**TASK DETAILS**. Below, copy word for word the part of the rows that opens with the line containing "Where can the dark jeans" and closes with the line containing "Query: yellow chalk marking", including both of those lines.
* * * * * * * * *
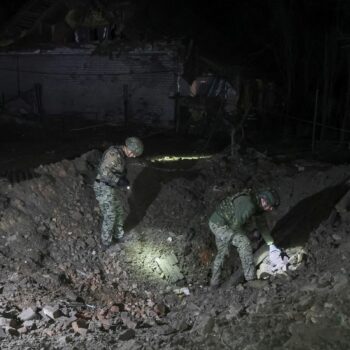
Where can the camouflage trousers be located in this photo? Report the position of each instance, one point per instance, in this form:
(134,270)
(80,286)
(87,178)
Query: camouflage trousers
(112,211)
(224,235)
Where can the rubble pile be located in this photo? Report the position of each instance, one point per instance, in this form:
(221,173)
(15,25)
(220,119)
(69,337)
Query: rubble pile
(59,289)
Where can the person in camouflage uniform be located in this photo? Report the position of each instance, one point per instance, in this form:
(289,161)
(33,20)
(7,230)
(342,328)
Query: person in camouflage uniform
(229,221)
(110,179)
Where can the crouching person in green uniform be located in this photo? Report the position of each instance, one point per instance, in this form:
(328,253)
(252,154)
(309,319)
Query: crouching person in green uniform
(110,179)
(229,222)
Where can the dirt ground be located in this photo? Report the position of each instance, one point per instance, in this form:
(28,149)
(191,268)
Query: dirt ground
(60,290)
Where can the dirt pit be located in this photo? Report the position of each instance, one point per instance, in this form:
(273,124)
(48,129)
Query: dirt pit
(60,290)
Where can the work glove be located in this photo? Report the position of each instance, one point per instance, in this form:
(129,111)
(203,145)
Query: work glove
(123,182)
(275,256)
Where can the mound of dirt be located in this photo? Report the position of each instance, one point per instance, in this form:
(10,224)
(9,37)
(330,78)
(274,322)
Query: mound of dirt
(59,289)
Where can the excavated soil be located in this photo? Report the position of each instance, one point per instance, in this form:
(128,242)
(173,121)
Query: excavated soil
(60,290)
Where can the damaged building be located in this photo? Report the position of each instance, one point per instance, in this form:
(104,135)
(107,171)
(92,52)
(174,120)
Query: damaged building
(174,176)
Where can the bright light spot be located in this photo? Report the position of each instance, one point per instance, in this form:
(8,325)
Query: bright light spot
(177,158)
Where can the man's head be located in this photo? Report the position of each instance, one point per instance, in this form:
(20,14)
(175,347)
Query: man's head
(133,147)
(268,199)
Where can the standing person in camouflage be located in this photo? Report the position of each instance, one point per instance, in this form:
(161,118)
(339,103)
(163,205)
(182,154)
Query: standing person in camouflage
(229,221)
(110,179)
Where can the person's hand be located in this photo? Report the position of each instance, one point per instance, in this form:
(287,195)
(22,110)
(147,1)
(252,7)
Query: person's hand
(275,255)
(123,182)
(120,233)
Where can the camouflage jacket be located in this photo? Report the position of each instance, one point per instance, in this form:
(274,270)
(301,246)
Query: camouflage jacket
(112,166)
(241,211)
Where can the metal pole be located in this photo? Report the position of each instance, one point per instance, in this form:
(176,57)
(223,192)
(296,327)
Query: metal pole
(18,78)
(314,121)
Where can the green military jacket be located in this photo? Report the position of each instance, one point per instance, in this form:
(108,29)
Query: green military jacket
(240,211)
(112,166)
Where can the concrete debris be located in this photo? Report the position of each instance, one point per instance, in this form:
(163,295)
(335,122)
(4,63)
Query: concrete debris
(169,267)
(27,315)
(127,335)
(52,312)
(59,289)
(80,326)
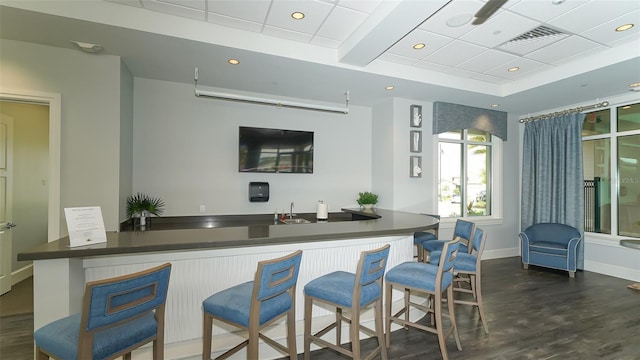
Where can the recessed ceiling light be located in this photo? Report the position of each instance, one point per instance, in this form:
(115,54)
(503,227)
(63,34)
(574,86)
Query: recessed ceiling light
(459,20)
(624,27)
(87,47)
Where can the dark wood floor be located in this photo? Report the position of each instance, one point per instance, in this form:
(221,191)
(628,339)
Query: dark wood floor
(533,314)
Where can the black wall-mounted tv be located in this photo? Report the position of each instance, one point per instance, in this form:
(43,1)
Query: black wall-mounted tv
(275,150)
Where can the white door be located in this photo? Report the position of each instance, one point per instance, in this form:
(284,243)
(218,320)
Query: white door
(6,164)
* * * * * * * * *
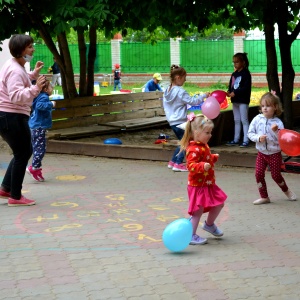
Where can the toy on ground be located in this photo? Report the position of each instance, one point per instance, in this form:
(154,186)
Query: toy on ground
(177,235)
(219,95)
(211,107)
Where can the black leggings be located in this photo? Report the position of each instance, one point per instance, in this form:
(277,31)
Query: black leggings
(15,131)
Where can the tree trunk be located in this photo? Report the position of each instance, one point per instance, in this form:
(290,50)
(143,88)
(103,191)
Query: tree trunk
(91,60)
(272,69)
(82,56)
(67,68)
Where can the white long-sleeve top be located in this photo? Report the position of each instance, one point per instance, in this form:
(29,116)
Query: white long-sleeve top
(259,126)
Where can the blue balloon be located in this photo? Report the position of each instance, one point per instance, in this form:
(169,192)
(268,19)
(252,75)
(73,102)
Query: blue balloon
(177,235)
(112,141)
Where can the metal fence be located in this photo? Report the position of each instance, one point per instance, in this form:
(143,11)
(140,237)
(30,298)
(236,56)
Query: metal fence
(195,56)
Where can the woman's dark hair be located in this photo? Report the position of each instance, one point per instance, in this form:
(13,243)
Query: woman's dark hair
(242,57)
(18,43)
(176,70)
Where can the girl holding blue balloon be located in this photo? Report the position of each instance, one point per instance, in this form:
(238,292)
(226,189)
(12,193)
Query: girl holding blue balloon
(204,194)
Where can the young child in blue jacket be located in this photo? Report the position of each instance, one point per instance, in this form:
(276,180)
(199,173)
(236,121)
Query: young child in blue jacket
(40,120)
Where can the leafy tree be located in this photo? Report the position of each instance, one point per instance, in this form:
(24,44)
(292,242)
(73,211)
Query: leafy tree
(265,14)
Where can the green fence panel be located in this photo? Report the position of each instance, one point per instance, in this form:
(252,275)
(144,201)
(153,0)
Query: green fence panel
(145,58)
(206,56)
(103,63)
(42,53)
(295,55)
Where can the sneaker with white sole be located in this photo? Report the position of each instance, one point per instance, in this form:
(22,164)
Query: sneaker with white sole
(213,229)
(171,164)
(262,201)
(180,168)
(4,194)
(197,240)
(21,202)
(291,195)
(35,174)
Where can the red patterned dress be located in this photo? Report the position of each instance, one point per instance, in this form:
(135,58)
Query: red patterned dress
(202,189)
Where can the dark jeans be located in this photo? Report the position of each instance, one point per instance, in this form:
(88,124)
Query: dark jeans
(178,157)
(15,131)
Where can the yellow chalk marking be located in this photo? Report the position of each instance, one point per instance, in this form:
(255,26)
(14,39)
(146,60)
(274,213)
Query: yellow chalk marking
* * * * * * * * *
**FULL SOLUTION**.
Where can the dark jeans be located in this photo? Report the position of each instance, one point per instance, in this form:
(88,124)
Query: dark jeans
(178,157)
(15,131)
Where can the yellow chalk marking be located in this photo? Report the position of each instance, one point per instance, in this form:
(255,26)
(14,39)
(146,60)
(274,213)
Query: yellow chalk marking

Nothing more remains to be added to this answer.